> **PASSAGE TO READ**:
--- Start ---

No One Taught Them the Rules

Description:

New technologies have changed the way information is presented in printed formats. Creating texts with whatever resource, material or electronic, is linked to wider cultural practices and beliefs. Many schools assume that children will ‘pick-up’ the visual literacies needed to read and produce such texts. However, research has shown that children from cultural backgrounds where priority is given to non-visual literacies i.e. story telling, memorizing through hearing, etc., may be disadvantaged if they are not taught the conventions of Western picture making.

A series of hands-on workshops focusing on meaning-making using photographic images, and the
production of multimodal texts (picture/word texts), considerably empowered these children to become active participants, makers and presenters of low and high tech communication, both of which are becoming more image, less text based.

After participating in these workshops the children:

1. Developed observational and critical viewing skills, including multi-perspective interpretation and analysis of visual messages.

2. Learnt the rules for using, manipulating and transforming visual imagery and photographs according to the conventions of Western picture making.

3. Became active producers of visual communication and presented information in multimodal forms.

The virtual poster documents the visual texts of children who participated in these workshops. It illustrates their diverse ways of seeing and the different visual styles they produced.

--- End ---

> **RECORDS SHOWN**:
--- Start ---

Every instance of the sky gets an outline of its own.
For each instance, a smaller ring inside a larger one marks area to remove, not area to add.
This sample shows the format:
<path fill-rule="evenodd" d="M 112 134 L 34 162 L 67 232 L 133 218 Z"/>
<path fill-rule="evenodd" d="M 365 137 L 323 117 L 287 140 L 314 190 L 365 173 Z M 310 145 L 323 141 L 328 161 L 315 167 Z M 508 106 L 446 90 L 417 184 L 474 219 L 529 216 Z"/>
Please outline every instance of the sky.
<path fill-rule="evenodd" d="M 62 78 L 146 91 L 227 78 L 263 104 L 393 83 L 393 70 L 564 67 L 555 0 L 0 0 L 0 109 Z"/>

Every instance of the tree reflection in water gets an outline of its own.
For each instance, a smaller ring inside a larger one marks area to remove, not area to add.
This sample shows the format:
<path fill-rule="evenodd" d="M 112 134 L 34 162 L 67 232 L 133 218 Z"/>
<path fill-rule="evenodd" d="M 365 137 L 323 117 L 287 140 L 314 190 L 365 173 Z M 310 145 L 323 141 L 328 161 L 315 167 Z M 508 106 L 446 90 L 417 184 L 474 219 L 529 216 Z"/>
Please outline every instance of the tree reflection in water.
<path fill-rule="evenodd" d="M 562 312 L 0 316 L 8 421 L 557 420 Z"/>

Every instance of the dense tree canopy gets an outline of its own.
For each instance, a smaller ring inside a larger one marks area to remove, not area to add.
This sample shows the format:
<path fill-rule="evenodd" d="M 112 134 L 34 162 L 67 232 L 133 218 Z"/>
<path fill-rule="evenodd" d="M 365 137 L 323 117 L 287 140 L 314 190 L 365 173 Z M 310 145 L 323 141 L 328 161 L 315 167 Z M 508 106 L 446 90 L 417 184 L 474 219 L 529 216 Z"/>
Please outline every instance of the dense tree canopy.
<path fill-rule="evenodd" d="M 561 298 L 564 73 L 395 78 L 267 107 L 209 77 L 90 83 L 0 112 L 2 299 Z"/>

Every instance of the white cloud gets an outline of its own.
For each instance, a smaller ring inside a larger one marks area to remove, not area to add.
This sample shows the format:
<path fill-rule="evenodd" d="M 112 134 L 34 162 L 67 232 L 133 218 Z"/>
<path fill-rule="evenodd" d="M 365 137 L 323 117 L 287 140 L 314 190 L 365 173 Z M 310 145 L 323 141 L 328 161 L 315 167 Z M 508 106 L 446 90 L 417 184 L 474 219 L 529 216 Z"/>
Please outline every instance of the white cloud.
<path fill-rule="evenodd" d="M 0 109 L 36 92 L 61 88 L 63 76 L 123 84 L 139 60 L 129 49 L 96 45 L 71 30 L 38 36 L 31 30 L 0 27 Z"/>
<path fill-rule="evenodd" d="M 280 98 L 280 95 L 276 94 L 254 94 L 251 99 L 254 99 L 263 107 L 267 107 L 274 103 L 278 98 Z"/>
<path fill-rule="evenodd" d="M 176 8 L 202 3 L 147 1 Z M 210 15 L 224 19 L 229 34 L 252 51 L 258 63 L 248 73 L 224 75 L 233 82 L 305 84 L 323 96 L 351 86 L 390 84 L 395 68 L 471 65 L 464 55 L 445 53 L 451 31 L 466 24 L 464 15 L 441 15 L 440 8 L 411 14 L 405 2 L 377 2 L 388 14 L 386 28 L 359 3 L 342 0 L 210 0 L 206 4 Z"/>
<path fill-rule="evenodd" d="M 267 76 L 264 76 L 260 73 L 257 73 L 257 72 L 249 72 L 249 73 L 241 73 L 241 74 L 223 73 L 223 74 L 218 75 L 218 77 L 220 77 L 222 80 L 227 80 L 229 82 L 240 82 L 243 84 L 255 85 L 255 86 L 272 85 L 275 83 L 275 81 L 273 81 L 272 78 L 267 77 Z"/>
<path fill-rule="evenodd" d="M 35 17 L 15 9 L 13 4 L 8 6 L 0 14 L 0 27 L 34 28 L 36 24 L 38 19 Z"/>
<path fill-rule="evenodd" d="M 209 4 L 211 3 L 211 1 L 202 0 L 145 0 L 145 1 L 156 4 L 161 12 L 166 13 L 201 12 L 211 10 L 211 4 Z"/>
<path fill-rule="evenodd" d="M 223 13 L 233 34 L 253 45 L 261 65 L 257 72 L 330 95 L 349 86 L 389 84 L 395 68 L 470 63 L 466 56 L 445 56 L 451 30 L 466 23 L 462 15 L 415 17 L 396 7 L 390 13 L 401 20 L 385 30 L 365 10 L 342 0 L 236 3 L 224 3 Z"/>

--- End ---

> **WHAT TO WORK ON**:
1: Say whether each statement agrees with the workshop description, answering yes or no and quoting the deciding words from it: (a) Children from cultures that favor non-visual literacies may be disadvantaged without instruction in Western picture-making conventions. (b) The workshops centered on drawing with pencils and paint. (c) The virtual poster presents a single visual style shared by all the children.
2: Please copy out the stretch of the listing from its start through the line containing "62 78 L 146".

> **TASK RESPONSES**:
1:
(a) Yes: "may be disadvantaged if they are not taught the conventions of Western picture making"
(b) No: "focusing on meaning-making using photographic images"
(c) No: "the different visual styles they produced"

2:
Every instance of the sky gets an outline of its own.
For each instance, a smaller ring inside a larger one marks area to remove, not area to add.
This sample shows the format:
<path fill-rule="evenodd" d="M 112 134 L 34 162 L 67 232 L 133 218 Z"/>
<path fill-rule="evenodd" d="M 365 137 L 323 117 L 287 140 L 314 190 L 365 173 Z M 310 145 L 323 141 L 328 161 L 315 167 Z M 508 106 L 446 90 L 417 184 L 474 219 L 529 216 Z"/>
Please outline every instance of the sky.
<path fill-rule="evenodd" d="M 62 78 L 146 91 L 227 78 L 263 104 L 393 83 L 393 70 L 564 67 L 555 0 L 0 0 L 0 109 Z"/>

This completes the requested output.